* What you will do *
Arrange these lines as a numbered list, dropping any blank lines. Leave the pictures out of your answer.

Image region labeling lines
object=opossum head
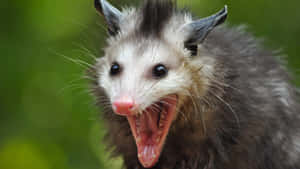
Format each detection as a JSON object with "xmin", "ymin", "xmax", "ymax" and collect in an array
[{"xmin": 95, "ymin": 0, "xmax": 227, "ymax": 168}]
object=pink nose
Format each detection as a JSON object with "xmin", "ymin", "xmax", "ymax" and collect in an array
[{"xmin": 113, "ymin": 96, "xmax": 135, "ymax": 116}]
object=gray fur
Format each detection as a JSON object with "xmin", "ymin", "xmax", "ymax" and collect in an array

* Answer *
1. object=opossum head
2. Format each detection as a JSON object with "xmin", "ymin", "xmax", "ymax" and collect in an array
3. [{"xmin": 95, "ymin": 0, "xmax": 227, "ymax": 168}]
4. object=pink nose
5. Format each detection as a JSON object with "xmin", "ymin", "xmax", "ymax" and collect in an array
6. [{"xmin": 113, "ymin": 96, "xmax": 135, "ymax": 116}]
7. object=gray fur
8. Format each detection as a JSON object with "xmin", "ymin", "xmax", "ymax" and collect in an array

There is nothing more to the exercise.